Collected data
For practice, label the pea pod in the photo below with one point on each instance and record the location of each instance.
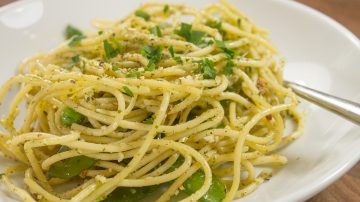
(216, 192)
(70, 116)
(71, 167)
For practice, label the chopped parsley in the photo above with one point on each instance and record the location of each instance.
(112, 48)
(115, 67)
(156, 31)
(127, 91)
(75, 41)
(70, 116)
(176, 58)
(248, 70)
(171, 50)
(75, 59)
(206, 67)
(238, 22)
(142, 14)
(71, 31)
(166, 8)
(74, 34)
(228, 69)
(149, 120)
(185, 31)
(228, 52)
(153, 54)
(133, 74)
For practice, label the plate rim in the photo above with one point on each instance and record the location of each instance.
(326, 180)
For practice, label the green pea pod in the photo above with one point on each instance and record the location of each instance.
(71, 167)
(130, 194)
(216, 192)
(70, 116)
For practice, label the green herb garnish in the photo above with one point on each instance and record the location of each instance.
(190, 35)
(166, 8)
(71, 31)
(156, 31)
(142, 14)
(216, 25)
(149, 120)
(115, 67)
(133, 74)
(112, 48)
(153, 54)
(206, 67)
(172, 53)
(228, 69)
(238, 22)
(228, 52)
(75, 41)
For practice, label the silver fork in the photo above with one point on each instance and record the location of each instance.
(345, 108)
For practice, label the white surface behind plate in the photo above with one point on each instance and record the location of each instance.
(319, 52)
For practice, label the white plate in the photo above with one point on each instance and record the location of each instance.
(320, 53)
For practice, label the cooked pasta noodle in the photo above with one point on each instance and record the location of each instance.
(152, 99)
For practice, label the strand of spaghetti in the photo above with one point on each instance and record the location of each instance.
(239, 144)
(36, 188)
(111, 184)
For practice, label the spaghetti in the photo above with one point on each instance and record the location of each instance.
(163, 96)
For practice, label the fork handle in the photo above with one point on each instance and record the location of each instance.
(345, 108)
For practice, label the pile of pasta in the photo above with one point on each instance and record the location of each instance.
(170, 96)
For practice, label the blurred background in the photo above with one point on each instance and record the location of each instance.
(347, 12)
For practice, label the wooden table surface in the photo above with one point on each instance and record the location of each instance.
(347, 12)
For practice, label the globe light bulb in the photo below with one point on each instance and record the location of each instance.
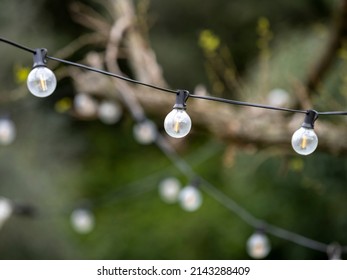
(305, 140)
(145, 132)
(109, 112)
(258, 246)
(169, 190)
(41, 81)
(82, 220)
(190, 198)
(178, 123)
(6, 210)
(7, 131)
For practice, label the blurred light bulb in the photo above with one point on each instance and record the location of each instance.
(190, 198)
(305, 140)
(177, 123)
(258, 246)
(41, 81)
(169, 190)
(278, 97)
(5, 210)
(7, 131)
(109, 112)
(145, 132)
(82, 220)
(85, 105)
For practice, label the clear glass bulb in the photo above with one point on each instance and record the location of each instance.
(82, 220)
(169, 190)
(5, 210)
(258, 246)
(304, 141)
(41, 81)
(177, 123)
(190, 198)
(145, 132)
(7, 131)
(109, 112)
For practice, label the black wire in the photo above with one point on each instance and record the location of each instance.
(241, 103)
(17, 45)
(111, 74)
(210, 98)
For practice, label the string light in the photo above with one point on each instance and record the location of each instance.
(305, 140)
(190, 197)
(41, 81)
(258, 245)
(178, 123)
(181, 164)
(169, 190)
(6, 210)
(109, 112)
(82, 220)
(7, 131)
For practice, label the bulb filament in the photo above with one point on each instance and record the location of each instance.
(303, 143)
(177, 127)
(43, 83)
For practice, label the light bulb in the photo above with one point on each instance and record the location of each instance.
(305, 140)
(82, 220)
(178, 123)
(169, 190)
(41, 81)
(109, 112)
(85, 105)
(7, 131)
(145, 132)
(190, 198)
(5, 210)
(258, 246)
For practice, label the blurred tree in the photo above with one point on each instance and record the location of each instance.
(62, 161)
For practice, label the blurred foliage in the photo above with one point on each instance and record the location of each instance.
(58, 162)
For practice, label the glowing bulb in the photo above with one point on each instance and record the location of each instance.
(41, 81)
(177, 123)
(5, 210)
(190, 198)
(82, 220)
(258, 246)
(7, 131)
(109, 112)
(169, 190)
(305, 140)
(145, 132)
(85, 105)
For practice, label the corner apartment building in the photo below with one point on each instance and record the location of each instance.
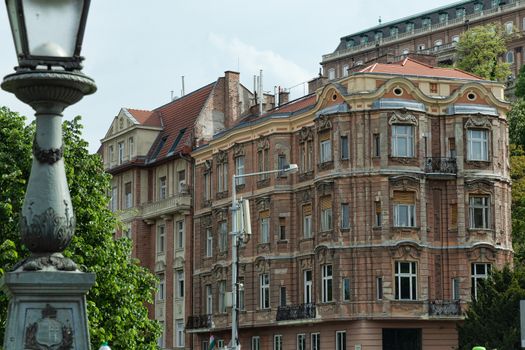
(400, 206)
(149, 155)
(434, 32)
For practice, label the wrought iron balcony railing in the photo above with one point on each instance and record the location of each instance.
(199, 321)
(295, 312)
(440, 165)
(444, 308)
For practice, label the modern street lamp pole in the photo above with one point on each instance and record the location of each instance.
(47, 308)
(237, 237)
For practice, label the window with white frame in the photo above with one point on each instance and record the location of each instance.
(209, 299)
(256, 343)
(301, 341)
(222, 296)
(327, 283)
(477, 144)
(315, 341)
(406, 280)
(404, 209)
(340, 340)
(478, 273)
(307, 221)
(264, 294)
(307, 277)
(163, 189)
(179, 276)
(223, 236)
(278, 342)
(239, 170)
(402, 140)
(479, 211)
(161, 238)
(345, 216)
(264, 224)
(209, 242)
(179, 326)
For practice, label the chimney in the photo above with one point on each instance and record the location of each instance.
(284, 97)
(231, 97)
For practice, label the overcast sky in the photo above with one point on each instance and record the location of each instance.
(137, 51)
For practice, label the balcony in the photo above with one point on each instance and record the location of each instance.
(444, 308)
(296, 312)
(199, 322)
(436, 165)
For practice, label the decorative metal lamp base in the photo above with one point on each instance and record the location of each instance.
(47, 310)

# [WHAT YOU HAVE TO DO]
Copy every line of the entries from the one containing "For practice, label the wrought" through the last entry, both ends included, and shift each coordinate pair by adding 28 to both of its numbers. Leave all other lines unchanged.

# [ANSWER TO THE TASK]
For practice, label the wrought iron balcony railing in the photo above with one point on each instance and record the location of each instance.
(227, 349)
(323, 340)
(468, 193)
(472, 336)
For practice, label the modern street lamp pole in the photo above with one point on each instance and record the location of each instance.
(75, 336)
(265, 265)
For practice, label the window with white frame in the photo above with one point on each instance and record the location of each instance.
(237, 327)
(284, 371)
(329, 369)
(250, 324)
(355, 311)
(505, 172)
(343, 369)
(434, 308)
(432, 237)
(368, 368)
(506, 301)
(335, 249)
(292, 322)
(335, 305)
(191, 217)
(207, 304)
(251, 264)
(306, 370)
(267, 198)
(430, 168)
(507, 239)
(189, 266)
(373, 244)
(292, 252)
(237, 270)
(207, 354)
For practice, label the chimney in the photo above with one point on each instance and record the location of each instance.
(312, 125)
(259, 125)
For practice, label the overcast sky in the photo above with one point on each instance and record the location of each instance.
(165, 79)
For practice, label the balcony in the photo above with one point on each instance and record the location of each instance.
(472, 336)
(324, 340)
(227, 350)
(464, 193)
For practice, label the decorative metal lamp base in the photo above with one point on each instance and record the location of each instance.
(75, 338)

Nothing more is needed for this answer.